**YOUR GOAL:**
Print each entry precisely; exclude the pictures.

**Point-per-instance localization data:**
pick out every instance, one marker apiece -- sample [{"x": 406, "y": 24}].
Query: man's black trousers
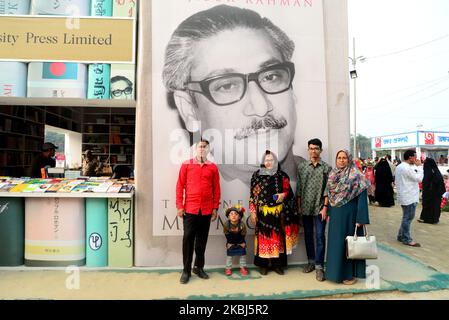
[{"x": 196, "y": 232}]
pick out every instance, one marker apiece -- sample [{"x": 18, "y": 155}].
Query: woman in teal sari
[{"x": 347, "y": 192}]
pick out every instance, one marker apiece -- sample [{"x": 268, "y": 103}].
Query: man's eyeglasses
[
  {"x": 118, "y": 92},
  {"x": 230, "y": 88}
]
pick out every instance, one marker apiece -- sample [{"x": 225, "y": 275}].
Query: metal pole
[{"x": 355, "y": 101}]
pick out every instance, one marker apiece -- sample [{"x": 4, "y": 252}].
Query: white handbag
[{"x": 361, "y": 247}]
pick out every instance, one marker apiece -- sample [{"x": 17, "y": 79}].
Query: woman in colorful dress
[
  {"x": 272, "y": 207},
  {"x": 347, "y": 192}
]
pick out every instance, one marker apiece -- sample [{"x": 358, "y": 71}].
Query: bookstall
[{"x": 61, "y": 222}]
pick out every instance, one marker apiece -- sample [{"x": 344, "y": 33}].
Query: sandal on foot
[{"x": 350, "y": 282}]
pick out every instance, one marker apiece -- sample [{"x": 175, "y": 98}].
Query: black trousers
[{"x": 196, "y": 232}]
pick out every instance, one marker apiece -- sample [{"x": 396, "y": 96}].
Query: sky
[{"x": 403, "y": 85}]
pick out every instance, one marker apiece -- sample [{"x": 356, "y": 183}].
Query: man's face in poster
[{"x": 256, "y": 115}]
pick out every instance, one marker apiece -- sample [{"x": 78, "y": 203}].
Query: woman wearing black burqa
[
  {"x": 433, "y": 188},
  {"x": 384, "y": 184}
]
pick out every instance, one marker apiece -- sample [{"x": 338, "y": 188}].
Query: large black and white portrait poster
[{"x": 247, "y": 76}]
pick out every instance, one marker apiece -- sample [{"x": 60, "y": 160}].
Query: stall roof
[{"x": 422, "y": 139}]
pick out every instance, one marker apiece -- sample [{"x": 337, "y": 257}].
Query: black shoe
[
  {"x": 184, "y": 277},
  {"x": 320, "y": 275},
  {"x": 200, "y": 273},
  {"x": 308, "y": 268},
  {"x": 278, "y": 270}
]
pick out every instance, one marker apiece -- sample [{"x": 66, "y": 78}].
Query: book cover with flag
[
  {"x": 99, "y": 73},
  {"x": 13, "y": 79},
  {"x": 57, "y": 80},
  {"x": 60, "y": 7},
  {"x": 123, "y": 81},
  {"x": 124, "y": 8},
  {"x": 101, "y": 8}
]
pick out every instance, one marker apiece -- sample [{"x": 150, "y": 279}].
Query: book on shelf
[
  {"x": 60, "y": 8},
  {"x": 55, "y": 187},
  {"x": 56, "y": 80},
  {"x": 124, "y": 8},
  {"x": 13, "y": 79},
  {"x": 30, "y": 187},
  {"x": 43, "y": 187},
  {"x": 7, "y": 187},
  {"x": 18, "y": 187},
  {"x": 126, "y": 188},
  {"x": 123, "y": 81},
  {"x": 115, "y": 188},
  {"x": 101, "y": 8},
  {"x": 99, "y": 76},
  {"x": 21, "y": 7}
]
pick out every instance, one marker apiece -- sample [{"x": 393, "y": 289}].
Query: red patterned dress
[{"x": 277, "y": 226}]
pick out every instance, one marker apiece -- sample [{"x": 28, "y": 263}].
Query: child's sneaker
[{"x": 243, "y": 271}]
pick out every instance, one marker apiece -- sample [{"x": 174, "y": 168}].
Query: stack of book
[{"x": 60, "y": 185}]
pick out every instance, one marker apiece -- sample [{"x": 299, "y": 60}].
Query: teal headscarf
[{"x": 345, "y": 184}]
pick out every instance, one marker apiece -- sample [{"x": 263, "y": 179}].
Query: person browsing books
[{"x": 44, "y": 159}]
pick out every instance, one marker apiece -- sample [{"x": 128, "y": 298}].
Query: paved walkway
[{"x": 405, "y": 272}]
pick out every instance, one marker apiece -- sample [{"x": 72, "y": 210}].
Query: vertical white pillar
[{"x": 418, "y": 152}]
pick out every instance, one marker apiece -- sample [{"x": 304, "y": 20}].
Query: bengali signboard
[
  {"x": 436, "y": 139},
  {"x": 395, "y": 141}
]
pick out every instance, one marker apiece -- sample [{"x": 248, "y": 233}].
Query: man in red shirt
[{"x": 197, "y": 200}]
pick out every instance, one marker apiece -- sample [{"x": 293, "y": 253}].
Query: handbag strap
[{"x": 365, "y": 231}]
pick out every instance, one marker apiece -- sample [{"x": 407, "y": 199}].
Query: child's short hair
[{"x": 238, "y": 209}]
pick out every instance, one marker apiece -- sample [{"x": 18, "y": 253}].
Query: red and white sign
[{"x": 429, "y": 138}]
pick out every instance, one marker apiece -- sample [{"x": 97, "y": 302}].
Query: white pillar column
[{"x": 418, "y": 152}]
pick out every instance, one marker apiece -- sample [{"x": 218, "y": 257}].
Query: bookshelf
[
  {"x": 21, "y": 136},
  {"x": 110, "y": 134}
]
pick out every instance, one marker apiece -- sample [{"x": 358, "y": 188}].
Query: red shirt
[{"x": 198, "y": 187}]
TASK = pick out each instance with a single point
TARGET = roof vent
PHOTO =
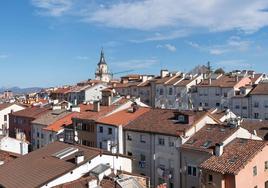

**ANSWER BOX:**
pick out every instance, one marker apiece -- sample [{"x": 406, "y": 24}].
Query: man's black trousers
[{"x": 196, "y": 232}]
pick out every instance, one marker apiece -- sample [{"x": 18, "y": 155}].
Query: woman in teal sari
[{"x": 347, "y": 192}]
pick out every instance, one marker apiece -- sample [{"x": 268, "y": 103}].
Query: man's eyeglasses
[
  {"x": 118, "y": 92},
  {"x": 230, "y": 88}
]
pick out every instance, one marker apiece -- sample [{"x": 225, "y": 275}].
Query: metal pole
[{"x": 355, "y": 101}]
pick out every instance, one marker apiece -- sample [{"x": 4, "y": 252}].
Query: white handbag
[{"x": 361, "y": 247}]
pick out every instance, one marker apiece -- sample [{"x": 17, "y": 79}].
Query: woman in colorful dress
[
  {"x": 272, "y": 207},
  {"x": 347, "y": 192}
]
pick out every instance, one marker apiece -- sample [{"x": 358, "y": 71}].
Query: bookstall
[{"x": 61, "y": 222}]
pick out every instance, one marker apiece -- sample [{"x": 344, "y": 33}].
Query: sandal on foot
[{"x": 350, "y": 282}]
pick out every instance, one marker apiece -- sample [{"x": 175, "y": 98}].
Query: black trousers
[{"x": 196, "y": 232}]
pick out every instance, one marker apiece -- sample [{"x": 396, "y": 96}].
Query: sky
[{"x": 403, "y": 85}]
pick out every instance, one marker apiece -- sample [{"x": 356, "y": 183}].
Query: man's face in poster
[{"x": 256, "y": 115}]
pick out every instance, one marker apiece -- sample [{"x": 78, "y": 203}].
Query: woman wearing black burqa
[
  {"x": 433, "y": 188},
  {"x": 384, "y": 184}
]
pick out every instance, one marker apiece -- sample [{"x": 338, "y": 188}].
Query: large black and white portrait poster
[{"x": 247, "y": 76}]
pick out every instance, one marker apiece -- sample [{"x": 60, "y": 160}].
Query: stall roof
[{"x": 422, "y": 139}]
pick out every instance, one marker apiece -- sample [{"x": 337, "y": 257}].
Query: black shoe
[
  {"x": 184, "y": 277},
  {"x": 320, "y": 275},
  {"x": 200, "y": 273},
  {"x": 308, "y": 268},
  {"x": 278, "y": 270}
]
pick out every instance, one marker apiece -- sample [{"x": 66, "y": 78}].
Query: book cover with flag
[
  {"x": 99, "y": 73},
  {"x": 13, "y": 79},
  {"x": 57, "y": 80},
  {"x": 60, "y": 7},
  {"x": 123, "y": 81},
  {"x": 124, "y": 8},
  {"x": 101, "y": 8}
]
pick out every instance, one marker apiece -- sample [{"x": 150, "y": 279}].
Query: book on shelf
[
  {"x": 60, "y": 8},
  {"x": 55, "y": 187},
  {"x": 56, "y": 80},
  {"x": 124, "y": 8},
  {"x": 13, "y": 79},
  {"x": 30, "y": 187},
  {"x": 43, "y": 187},
  {"x": 7, "y": 187},
  {"x": 18, "y": 187},
  {"x": 126, "y": 188},
  {"x": 123, "y": 81},
  {"x": 115, "y": 188},
  {"x": 101, "y": 8},
  {"x": 99, "y": 76},
  {"x": 21, "y": 7}
]
pick out every instance, one marker apiece -- sample [{"x": 393, "y": 289}].
Query: red patterned dress
[{"x": 277, "y": 226}]
pick out every instance, one marker apiece -- sample [{"x": 28, "y": 263}].
Query: child's sneaker
[{"x": 243, "y": 271}]
pick out every instance, one marker apiece -- sample [{"x": 174, "y": 168}].
Query: stack of book
[{"x": 60, "y": 185}]
pick out every instance, one marker apiece -- sample [{"x": 299, "y": 60}].
Query: teal headscarf
[{"x": 345, "y": 184}]
pick out every instance, one marker apiece -- sample [{"x": 263, "y": 179}].
Query: person browsing books
[{"x": 44, "y": 159}]
pick out every instance, one marker apiece -- sample [{"x": 128, "y": 298}].
Query: paved walkway
[{"x": 405, "y": 272}]
pick out every instance, one marker apiece -- sample [{"x": 72, "y": 210}].
Query: vertical white pillar
[{"x": 418, "y": 152}]
pick out every instance, one marker apiece -- sample [{"x": 304, "y": 20}].
Query: bengali signboard
[
  {"x": 436, "y": 139},
  {"x": 395, "y": 141}
]
pick out every instance, one marker apiece -- sample [{"x": 248, "y": 233}].
Query: man in red shirt
[{"x": 197, "y": 200}]
pick out every instance, one marker apiece -- sample [{"x": 293, "y": 253}].
Query: handbag strap
[{"x": 365, "y": 231}]
pick out every instance, one marker apiece -- sample [{"x": 407, "y": 199}].
Query: child's short hair
[{"x": 238, "y": 209}]
pick out every instance, one marker apiece -- sample [{"x": 18, "y": 253}].
Query: red and white sign
[{"x": 429, "y": 138}]
pick out every instance, one marker apiece -- sample [{"x": 97, "y": 302}].
Query: white pillar column
[{"x": 418, "y": 152}]
pick out every instance, one marker apiece -- sample [{"x": 218, "y": 257}].
Query: bookshelf
[
  {"x": 21, "y": 136},
  {"x": 110, "y": 134}
]
pick out every instance, one marker apiece -- sample [{"x": 358, "y": 188}].
Query: red shirt
[{"x": 198, "y": 187}]
TASK = pick out each instance with a single point
TARGET = roof vent
PHOTO =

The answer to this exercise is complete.